Exercise instructions: Reproduce each of the records below word for word, without changing or leaving out anything.

Listing:

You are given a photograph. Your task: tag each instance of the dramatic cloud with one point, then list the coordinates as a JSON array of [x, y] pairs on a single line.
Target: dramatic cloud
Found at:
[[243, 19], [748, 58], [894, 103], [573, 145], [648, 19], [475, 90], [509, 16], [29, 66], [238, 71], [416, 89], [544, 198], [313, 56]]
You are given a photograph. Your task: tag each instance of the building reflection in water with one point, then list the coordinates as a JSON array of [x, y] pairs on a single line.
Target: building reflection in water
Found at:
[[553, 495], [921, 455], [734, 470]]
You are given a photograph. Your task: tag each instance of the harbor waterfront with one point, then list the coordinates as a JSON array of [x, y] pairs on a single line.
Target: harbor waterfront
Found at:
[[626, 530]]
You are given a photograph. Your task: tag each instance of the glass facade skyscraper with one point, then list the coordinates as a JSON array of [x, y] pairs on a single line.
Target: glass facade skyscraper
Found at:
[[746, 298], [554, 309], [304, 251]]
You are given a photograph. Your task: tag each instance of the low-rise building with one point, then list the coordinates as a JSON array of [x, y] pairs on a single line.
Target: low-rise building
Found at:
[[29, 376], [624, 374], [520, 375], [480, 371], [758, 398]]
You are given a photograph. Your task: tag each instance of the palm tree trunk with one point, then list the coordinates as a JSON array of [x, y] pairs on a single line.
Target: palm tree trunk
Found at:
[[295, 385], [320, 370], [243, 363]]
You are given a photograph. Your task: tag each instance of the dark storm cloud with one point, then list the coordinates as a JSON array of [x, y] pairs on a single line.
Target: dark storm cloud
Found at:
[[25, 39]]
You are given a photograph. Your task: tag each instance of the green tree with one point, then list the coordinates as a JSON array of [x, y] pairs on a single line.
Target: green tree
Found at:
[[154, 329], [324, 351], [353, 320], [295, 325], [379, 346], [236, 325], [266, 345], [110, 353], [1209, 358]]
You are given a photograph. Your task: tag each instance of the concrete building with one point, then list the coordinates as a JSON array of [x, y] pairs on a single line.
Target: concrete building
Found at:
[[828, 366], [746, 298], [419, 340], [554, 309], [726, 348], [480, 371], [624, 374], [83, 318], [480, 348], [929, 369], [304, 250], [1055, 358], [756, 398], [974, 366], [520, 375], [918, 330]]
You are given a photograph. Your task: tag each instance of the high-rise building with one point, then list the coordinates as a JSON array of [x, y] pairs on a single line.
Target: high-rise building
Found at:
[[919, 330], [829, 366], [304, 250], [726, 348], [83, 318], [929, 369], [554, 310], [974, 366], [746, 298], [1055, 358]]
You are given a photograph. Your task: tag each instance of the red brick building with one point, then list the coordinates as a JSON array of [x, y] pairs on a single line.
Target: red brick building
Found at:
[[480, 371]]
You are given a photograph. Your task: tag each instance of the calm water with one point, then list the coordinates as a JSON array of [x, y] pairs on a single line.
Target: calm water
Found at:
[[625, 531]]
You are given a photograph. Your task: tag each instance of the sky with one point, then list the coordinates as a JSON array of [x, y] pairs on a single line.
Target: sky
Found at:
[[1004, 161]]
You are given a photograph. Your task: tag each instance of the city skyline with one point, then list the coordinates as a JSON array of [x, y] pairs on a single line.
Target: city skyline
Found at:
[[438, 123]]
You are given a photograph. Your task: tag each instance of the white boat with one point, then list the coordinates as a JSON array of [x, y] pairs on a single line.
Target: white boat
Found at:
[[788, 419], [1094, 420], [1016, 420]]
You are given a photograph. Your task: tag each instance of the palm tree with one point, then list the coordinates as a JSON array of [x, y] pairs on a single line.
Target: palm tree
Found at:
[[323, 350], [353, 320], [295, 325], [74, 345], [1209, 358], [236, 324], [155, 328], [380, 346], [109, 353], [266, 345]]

Finished answer:
You are given a photograph. Your task: tag each instance of the dramatic cloud with one point, then list the coordinates as a JSON array of [x, y] pairs on a single line.
Target: dramatic cloud
Found at:
[[243, 19], [748, 58], [894, 103], [573, 145], [648, 19], [475, 90], [509, 16], [29, 66], [238, 71], [416, 89], [544, 198], [313, 56]]
You are given a photograph. Your task: tag each instance of the building reflection in water with one point, then list the coordinates as a JSON array of [x, y] pairs on a single line.
Target: building reflection in water
Found at:
[[553, 495], [921, 455], [734, 470]]
You are given a photograph. Your task: tag each instance of the harbor waterfront with one point, then list the coordinates as a JSON array of [x, y] pairs on a single line.
Target: harbor waterfront
Found at:
[[626, 530]]
You are given a photograph. Your task: tag each instance of the glass facade skyscraper with one point, then list the coordinates as a JSON array of [x, y] pairs on a single line.
Target: glass facade skyscraper
Found at:
[[746, 298], [554, 309], [304, 251]]
You are given a photograph. Your task: tag each instance of the low-rise building with one point, then list the coordinates as a JSON array of [x, y] pairs on a single line.
Target: low-rise building
Found at:
[[29, 376], [624, 374], [520, 375], [480, 371], [758, 398]]
You are given a photograph. Your task: tag each instance of the palm tree trunk with one point, then list the coordinates as a JSON array of [x, y] pairs on a single line.
Target: palm tree trunk
Found at:
[[295, 385], [320, 370], [243, 363]]
You are given a photograph. Your task: tag each instance of the dark storm cloud with one point, then list the coordinates as a JSON array of [x, y] pairs on a single line.
Target: dark storm cloud
Found at:
[[25, 39]]
You are given a photograph. Your task: tag each instance of the green tree with one point, then list the coordinates as a JSON array of [x, y] pairs on a single line.
Target: green tree
Found at:
[[154, 329], [324, 351], [353, 320], [295, 325], [379, 346], [236, 325], [266, 345], [110, 353], [1209, 358]]
You are given a photograph. Your task: tag each instance of the concrete building with one point, then list the coordinates as a JSON array of [x, y] pairs on a single line.
Target: concrete building
Found at:
[[828, 366], [746, 298], [419, 340], [554, 309], [726, 348], [480, 371], [624, 374], [83, 318], [480, 348], [929, 369], [304, 250], [1055, 358], [756, 398], [974, 366], [520, 375], [918, 330]]
You are given a photograph. Your task: tag each instance of the high-rise building with one point, then list the coordinates as a JSON array of [x, y] pairs on a single line.
Target: high-rise building
Found at:
[[919, 330], [829, 366], [304, 250], [726, 348], [83, 318], [929, 369], [554, 310], [974, 366], [746, 298], [1055, 358]]
You are given a photograph. Your task: tag each instance of the red brick building with one point, then list the coordinates as a JSON array of [x, y] pairs on a single line.
Target: red brick building
Found at:
[[480, 371]]
You are given a photograph. Your task: tag each instance of the calm water with one point, then list the coordinates as a JSON array of [x, y] pairs on a single line.
Target: calm water
Found at:
[[625, 531]]
You are given a photograph. Your task: tag each instance of the sky with one point, then list the coordinates as a JSON array of [x, y] pairs on a single line.
Target: sky
Found at:
[[1004, 161]]
You are given a photograph. Your task: tag each instance of the city skyline with one point, then list the coordinates as a JSON array of [x, y] pairs on a single line.
Target: city skyline
Found at:
[[438, 123]]
You are given a photograph. Your task: tag each instance of the white boat with one point, then list the coordinates as a JSON array of [x, y] pairs on a single line.
Target: white boat
Found at:
[[788, 419], [1094, 420], [1016, 420]]
You are given a photograph. Your task: tag each instance of the palm tree with one point, then list the coordinates as a JSON array of [x, y] pairs on a single line.
Target: palm tree
Found at:
[[323, 350], [353, 320], [295, 325], [74, 345], [1209, 358], [236, 324], [155, 328], [380, 346], [109, 353], [266, 345]]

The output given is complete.